===== Data records

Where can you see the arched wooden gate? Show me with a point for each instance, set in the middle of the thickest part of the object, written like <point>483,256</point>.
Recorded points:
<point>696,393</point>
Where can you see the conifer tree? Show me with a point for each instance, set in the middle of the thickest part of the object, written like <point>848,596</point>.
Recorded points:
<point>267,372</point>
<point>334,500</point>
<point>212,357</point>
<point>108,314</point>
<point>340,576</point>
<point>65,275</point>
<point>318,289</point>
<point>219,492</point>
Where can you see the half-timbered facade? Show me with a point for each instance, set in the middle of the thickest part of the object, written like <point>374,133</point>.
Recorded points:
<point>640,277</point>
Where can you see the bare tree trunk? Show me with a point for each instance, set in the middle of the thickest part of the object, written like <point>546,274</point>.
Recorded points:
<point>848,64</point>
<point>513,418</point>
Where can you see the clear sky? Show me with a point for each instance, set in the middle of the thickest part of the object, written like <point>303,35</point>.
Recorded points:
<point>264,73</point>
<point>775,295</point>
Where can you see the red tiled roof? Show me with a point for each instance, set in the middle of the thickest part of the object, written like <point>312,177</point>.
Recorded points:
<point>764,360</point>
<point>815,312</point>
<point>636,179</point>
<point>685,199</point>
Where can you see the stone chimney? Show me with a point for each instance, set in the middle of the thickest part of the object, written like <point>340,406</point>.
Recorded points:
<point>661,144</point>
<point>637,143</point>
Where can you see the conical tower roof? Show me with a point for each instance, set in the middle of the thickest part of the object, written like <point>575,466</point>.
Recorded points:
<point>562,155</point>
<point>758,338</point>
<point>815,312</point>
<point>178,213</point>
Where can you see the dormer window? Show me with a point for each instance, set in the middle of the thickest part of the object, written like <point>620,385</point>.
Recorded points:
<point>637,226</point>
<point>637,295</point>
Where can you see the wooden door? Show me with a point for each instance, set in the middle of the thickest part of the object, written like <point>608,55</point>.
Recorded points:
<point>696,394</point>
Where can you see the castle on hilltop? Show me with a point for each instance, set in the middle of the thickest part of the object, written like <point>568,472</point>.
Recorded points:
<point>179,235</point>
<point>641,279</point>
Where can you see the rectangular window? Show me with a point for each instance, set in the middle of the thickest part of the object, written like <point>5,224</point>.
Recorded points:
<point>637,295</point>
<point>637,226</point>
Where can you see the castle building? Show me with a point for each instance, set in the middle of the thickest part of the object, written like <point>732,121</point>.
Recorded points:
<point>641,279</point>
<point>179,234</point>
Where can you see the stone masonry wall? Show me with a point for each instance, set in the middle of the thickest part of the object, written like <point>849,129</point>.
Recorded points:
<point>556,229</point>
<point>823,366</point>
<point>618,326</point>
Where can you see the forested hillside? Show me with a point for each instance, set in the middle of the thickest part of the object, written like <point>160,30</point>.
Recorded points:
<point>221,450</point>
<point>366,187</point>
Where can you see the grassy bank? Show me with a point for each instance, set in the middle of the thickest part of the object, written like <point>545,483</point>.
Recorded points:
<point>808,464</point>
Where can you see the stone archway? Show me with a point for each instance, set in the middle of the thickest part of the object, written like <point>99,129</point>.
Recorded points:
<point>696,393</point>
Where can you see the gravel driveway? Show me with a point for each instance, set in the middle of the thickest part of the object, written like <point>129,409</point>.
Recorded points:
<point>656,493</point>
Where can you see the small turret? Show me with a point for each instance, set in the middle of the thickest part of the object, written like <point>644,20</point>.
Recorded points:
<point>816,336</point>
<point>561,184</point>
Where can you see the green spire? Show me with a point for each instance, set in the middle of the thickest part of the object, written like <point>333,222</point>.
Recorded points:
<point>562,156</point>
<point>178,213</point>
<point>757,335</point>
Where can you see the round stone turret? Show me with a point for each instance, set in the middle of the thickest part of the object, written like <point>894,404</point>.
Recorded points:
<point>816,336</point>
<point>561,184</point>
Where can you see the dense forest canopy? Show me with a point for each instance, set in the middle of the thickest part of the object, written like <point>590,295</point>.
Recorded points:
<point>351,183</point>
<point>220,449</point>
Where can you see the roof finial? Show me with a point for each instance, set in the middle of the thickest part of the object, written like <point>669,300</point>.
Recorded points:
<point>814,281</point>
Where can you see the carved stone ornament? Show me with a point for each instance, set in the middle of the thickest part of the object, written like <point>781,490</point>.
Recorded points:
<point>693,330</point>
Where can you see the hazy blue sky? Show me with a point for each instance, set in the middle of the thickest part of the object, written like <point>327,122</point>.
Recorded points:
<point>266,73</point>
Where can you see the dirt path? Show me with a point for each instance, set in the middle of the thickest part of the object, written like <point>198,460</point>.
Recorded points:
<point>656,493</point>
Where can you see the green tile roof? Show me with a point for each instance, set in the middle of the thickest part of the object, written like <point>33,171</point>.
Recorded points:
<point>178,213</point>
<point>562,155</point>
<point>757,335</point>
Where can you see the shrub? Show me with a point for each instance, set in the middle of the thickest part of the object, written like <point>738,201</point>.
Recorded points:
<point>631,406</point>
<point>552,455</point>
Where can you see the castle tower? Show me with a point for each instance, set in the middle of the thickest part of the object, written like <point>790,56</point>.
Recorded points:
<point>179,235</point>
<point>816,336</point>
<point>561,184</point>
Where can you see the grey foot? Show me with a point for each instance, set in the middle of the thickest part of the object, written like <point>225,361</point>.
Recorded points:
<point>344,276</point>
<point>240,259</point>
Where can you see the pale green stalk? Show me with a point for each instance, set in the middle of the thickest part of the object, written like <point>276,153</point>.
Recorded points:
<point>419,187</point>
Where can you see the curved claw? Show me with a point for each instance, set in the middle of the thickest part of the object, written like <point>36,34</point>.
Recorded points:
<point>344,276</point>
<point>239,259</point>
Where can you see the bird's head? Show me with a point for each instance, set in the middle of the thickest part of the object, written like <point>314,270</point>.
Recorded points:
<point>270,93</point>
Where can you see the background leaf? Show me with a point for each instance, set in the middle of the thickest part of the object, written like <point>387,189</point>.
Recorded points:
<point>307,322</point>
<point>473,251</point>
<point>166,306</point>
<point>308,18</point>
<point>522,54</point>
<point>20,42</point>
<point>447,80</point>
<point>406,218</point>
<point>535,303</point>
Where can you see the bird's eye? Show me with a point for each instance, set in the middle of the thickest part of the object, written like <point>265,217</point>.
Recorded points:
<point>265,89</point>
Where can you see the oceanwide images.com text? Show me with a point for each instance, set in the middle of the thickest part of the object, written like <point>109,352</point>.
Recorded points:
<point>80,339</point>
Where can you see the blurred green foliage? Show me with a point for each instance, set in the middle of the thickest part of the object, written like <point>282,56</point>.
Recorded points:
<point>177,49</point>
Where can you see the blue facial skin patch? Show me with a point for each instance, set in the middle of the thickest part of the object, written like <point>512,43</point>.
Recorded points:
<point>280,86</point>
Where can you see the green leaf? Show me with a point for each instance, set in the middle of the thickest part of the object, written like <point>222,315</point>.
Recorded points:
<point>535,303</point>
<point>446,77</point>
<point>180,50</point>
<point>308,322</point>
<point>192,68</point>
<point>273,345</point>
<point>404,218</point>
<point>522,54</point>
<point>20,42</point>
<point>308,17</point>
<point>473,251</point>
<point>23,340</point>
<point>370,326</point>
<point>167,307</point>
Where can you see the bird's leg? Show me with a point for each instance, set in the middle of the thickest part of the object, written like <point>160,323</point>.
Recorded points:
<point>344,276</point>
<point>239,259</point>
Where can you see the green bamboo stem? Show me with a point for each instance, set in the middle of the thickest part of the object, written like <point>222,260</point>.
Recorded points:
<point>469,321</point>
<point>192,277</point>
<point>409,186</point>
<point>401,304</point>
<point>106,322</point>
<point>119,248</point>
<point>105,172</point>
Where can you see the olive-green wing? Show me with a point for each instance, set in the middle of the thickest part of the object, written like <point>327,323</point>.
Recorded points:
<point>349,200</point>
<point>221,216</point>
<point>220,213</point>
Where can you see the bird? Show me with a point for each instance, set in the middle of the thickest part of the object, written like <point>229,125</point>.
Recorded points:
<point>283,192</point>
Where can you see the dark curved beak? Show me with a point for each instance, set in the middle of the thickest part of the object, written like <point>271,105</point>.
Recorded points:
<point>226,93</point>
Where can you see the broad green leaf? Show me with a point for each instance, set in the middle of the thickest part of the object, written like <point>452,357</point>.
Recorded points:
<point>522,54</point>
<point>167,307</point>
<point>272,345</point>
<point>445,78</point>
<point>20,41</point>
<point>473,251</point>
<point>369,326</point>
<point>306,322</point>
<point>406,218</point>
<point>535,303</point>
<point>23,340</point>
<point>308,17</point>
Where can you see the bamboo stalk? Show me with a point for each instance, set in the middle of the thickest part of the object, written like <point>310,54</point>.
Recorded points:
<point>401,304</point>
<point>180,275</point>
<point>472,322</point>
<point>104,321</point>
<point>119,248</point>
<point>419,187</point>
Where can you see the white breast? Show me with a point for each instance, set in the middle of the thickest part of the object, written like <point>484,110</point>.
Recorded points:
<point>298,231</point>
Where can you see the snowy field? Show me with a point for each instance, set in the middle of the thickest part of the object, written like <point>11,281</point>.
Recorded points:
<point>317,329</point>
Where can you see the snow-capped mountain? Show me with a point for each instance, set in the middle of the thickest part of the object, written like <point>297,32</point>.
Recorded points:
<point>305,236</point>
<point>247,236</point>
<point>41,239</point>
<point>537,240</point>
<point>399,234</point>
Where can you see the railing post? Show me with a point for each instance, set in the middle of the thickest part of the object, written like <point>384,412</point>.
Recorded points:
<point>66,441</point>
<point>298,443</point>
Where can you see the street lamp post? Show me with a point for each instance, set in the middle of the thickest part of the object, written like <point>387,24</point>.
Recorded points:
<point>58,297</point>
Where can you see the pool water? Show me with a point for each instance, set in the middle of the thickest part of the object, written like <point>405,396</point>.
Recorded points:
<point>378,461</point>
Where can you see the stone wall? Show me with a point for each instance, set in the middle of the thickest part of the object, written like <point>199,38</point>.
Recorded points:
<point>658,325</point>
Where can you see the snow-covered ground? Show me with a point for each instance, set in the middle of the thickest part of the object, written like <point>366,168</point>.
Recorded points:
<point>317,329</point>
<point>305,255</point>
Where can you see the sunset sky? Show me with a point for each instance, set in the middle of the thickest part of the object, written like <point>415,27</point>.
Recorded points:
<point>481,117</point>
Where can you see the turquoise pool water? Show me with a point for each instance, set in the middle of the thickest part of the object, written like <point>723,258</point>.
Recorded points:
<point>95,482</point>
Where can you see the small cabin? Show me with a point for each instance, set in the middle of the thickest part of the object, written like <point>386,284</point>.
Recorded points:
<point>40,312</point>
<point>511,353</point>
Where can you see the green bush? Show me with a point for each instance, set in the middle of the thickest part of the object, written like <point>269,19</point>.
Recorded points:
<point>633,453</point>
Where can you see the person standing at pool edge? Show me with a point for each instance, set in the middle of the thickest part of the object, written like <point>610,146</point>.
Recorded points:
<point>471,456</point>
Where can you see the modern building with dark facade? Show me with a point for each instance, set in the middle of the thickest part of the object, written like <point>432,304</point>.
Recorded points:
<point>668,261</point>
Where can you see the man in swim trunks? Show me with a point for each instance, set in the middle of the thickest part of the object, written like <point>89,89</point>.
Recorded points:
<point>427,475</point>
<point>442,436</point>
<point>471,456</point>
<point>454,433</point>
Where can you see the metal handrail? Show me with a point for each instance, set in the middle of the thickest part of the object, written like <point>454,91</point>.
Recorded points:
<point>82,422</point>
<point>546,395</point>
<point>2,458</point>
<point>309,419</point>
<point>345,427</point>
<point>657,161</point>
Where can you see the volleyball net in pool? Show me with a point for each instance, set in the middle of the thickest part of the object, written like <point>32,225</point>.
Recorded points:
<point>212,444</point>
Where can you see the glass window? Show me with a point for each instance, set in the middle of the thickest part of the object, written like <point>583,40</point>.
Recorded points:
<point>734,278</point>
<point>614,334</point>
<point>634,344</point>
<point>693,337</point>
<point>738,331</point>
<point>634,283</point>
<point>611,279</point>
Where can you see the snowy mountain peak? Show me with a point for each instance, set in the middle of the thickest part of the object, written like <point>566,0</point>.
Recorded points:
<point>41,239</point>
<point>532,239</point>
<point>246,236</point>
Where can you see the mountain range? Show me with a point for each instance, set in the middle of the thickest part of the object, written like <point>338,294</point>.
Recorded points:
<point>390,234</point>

==========

**What the task requires:** All lines that hold the word "wall" should be copied from the data.

**Reply:**
Where can you see the stone masonry wall? Show me with a point for each instance, set in the middle of the thickest part of the object, written like <point>849,129</point>.
Where can you see the stone wall? Show me with a point for each instance, set in the middle of the thickest part of the object, written like <point>199,38</point>.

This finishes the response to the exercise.